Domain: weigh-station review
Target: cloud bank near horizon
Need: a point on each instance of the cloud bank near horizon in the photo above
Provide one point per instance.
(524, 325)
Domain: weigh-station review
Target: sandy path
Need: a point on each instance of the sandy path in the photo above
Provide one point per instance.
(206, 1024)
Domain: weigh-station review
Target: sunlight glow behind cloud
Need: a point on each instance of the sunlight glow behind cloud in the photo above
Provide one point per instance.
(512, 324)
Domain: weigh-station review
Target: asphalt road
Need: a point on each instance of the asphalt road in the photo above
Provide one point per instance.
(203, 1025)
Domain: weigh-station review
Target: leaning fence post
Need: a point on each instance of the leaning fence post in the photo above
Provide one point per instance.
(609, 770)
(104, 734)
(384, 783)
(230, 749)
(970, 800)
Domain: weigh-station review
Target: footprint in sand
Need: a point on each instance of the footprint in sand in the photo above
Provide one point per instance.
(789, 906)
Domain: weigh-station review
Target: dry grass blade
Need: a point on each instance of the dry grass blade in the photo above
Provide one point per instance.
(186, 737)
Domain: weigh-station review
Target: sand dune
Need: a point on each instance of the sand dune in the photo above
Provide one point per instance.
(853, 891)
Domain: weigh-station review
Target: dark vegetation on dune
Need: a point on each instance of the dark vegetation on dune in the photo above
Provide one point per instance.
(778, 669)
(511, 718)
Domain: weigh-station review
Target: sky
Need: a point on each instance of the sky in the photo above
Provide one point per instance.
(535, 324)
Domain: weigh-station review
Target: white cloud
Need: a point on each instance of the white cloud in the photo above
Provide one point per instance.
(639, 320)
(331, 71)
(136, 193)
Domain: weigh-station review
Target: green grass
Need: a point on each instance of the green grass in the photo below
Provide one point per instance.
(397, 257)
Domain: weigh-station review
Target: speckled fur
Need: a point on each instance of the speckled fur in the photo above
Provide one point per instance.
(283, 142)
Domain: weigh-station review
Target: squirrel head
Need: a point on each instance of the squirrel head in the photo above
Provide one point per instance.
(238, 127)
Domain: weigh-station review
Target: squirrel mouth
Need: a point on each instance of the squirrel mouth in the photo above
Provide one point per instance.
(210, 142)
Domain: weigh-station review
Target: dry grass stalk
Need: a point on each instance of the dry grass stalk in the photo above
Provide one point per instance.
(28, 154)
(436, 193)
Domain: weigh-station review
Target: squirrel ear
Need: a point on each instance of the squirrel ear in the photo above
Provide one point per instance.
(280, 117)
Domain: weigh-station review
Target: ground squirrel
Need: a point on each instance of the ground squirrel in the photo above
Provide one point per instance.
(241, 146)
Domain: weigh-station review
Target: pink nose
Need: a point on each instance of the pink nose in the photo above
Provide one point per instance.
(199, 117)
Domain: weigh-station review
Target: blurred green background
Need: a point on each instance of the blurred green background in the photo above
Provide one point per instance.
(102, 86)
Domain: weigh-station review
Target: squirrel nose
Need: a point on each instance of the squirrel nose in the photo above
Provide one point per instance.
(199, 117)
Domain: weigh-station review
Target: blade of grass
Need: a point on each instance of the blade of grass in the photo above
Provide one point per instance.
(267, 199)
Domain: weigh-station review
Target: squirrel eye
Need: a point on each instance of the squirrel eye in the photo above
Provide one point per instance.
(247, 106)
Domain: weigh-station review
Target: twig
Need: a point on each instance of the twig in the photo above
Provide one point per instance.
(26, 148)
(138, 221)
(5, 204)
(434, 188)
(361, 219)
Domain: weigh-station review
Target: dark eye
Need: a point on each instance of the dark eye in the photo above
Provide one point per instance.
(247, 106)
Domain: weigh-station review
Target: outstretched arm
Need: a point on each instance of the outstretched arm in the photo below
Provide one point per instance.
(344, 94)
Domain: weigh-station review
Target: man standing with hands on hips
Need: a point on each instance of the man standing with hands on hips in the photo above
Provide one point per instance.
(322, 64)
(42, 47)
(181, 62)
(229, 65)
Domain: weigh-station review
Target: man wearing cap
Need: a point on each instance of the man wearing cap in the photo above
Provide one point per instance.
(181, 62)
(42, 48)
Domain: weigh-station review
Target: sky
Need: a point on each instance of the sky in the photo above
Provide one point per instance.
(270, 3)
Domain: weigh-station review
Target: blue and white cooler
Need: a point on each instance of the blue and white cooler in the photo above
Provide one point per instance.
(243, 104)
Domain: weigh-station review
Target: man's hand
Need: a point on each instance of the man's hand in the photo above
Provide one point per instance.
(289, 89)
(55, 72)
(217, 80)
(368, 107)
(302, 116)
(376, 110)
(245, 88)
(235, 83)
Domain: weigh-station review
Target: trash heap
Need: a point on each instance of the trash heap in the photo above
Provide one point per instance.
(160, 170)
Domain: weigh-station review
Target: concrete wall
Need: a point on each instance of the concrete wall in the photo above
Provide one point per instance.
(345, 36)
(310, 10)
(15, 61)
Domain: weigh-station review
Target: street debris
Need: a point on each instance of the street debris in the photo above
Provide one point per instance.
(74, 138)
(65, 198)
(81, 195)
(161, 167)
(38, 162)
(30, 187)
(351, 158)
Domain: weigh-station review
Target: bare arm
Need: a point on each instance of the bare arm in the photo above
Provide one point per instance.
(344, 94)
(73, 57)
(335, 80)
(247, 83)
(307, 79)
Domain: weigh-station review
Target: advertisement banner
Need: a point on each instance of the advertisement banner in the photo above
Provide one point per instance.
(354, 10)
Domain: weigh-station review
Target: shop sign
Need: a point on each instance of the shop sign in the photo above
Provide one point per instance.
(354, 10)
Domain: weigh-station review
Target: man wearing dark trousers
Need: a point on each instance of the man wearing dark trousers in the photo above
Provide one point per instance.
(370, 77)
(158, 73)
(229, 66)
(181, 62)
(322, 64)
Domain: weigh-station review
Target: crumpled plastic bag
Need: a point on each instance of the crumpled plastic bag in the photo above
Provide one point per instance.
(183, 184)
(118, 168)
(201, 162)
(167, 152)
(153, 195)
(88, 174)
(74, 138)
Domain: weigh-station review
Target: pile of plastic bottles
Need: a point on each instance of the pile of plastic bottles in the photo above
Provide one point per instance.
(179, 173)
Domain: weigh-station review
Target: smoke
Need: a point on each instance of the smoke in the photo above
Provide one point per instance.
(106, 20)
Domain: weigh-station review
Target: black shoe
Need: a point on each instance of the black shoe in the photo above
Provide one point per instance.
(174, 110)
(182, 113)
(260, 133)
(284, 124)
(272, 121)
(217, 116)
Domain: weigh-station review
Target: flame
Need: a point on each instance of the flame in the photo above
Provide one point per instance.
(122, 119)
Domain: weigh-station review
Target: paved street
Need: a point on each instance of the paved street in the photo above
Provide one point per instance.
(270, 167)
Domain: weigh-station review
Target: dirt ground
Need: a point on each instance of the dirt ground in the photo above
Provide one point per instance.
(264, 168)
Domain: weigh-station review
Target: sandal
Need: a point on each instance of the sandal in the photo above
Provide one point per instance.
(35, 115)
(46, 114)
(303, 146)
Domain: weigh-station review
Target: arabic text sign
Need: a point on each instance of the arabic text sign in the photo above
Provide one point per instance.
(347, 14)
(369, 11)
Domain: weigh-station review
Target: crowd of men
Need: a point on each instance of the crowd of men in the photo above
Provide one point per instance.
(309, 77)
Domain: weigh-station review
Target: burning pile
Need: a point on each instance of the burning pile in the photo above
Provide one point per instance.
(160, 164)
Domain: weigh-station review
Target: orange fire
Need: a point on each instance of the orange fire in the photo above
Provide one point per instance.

----------

Aim of the exercise –
Using the material above, copy every line in which the string "fire" occurs.

Solution for this task –
Target: orange fire
Need: a point on each instance of the orange fire in the photo above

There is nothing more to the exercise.